▼

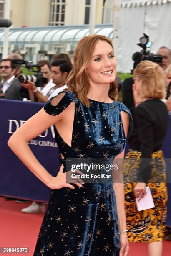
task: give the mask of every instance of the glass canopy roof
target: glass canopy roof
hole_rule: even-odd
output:
[[[113,29],[112,24],[96,25],[94,33],[112,39]],[[38,44],[40,45],[41,50],[43,50],[45,45],[48,45],[49,50],[51,50],[53,44],[69,44],[71,49],[74,50],[78,41],[88,33],[88,25],[20,28],[10,29],[8,41],[14,47]],[[4,29],[0,29],[0,44],[3,44],[3,39]]]

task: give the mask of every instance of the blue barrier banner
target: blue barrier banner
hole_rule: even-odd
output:
[[[40,181],[7,145],[13,133],[43,107],[38,103],[0,100],[0,195],[48,200],[50,189]],[[58,150],[53,126],[30,142],[38,160],[53,176],[59,169]]]

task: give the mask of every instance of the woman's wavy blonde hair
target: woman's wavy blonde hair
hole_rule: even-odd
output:
[[[104,36],[87,36],[83,38],[74,51],[73,68],[66,82],[69,90],[77,94],[78,99],[85,105],[90,104],[87,95],[90,84],[86,69],[91,60],[96,45],[99,40],[106,41],[113,49],[111,40]],[[114,101],[117,99],[117,83],[115,80],[110,84],[108,96]]]
[[[133,72],[133,78],[142,79],[141,96],[142,98],[163,99],[166,96],[164,74],[157,63],[143,61]]]

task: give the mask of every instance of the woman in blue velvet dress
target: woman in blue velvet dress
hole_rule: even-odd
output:
[[[83,184],[79,178],[67,182],[66,179],[69,159],[83,163],[100,159],[104,163],[123,156],[129,112],[116,100],[116,62],[111,41],[102,36],[86,36],[78,44],[74,61],[69,90],[51,99],[8,142],[24,163],[53,189],[34,255],[124,256],[129,246],[123,184]],[[55,177],[27,144],[53,124],[62,159]],[[130,130],[131,126],[131,122]]]

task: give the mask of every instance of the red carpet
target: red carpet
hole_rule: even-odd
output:
[[[9,253],[8,255],[33,255],[43,214],[21,212],[21,209],[29,205],[28,203],[5,201],[0,197],[0,247],[29,248],[28,254]],[[129,256],[148,256],[146,243],[131,243],[130,246]],[[163,256],[171,255],[171,241],[164,241]]]

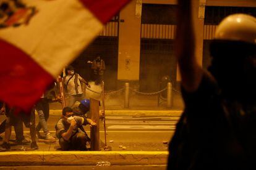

▲

Recast every row above as a numbered list with one line per item, dropping blank lines and the picture lines.

1. task: give the mask of every instance of the glass canopy roof
2. target: glass canopy roof
3. hole_rule: even-odd
4. output:
5. [[[113,29],[112,24],[96,25],[94,33],[112,39]],[[38,44],[40,45],[41,50],[43,50],[45,45],[48,45],[49,50],[51,50],[53,44],[69,44],[71,49],[74,50],[78,41],[88,33],[88,25],[20,28],[10,29],[8,41],[14,47]],[[4,29],[0,29],[0,44],[3,44],[3,39]]]
6. task: give the mask of every instance of the blue barrier banner
7. target: blue barrier banner
8. hole_rule: even-odd
9. output:
10. [[[40,181],[7,145],[13,133],[43,107],[38,103],[0,100],[0,195],[48,200],[50,189]],[[58,150],[53,126],[30,142],[38,160],[53,176],[59,169]]]
11. task: give the mask of every instance of the woman's wavy blonde hair
12. target: woman's wavy blonde hair
13. hole_rule: even-odd
14. output:
15. [[[104,36],[87,36],[83,38],[74,51],[73,68],[66,82],[69,90],[77,94],[78,99],[85,105],[90,104],[87,95],[90,84],[86,69],[91,60],[96,45],[99,40],[106,41],[113,49],[111,40]],[[114,101],[117,99],[117,83],[115,80],[110,84],[108,96]]]
16. [[[133,72],[133,78],[142,79],[141,96],[142,98],[163,99],[166,96],[164,74],[157,63],[143,61]]]
17. task: give the mask of every instance of the woman in blue velvet dress
18. target: woman in blue velvet dress
19. hole_rule: even-odd
20. output:
21. [[[83,184],[79,178],[67,182],[66,179],[69,159],[83,163],[100,159],[104,163],[123,156],[129,112],[116,100],[116,62],[111,41],[102,36],[86,36],[78,44],[74,61],[69,90],[51,99],[8,142],[24,163],[53,189],[34,255],[124,256],[129,246],[123,184]],[[55,177],[27,144],[53,124],[62,159]],[[130,130],[131,126],[131,122]]]
22. task: give the mask of every instance of the red carpet
23. target: red carpet
24. hole_rule: even-odd
25. output:
26. [[[9,253],[8,255],[33,255],[43,214],[21,212],[21,209],[29,205],[28,203],[5,201],[0,197],[0,247],[29,248],[28,254]],[[129,256],[148,256],[146,243],[131,243],[130,246]],[[163,256],[171,255],[171,241],[164,241]]]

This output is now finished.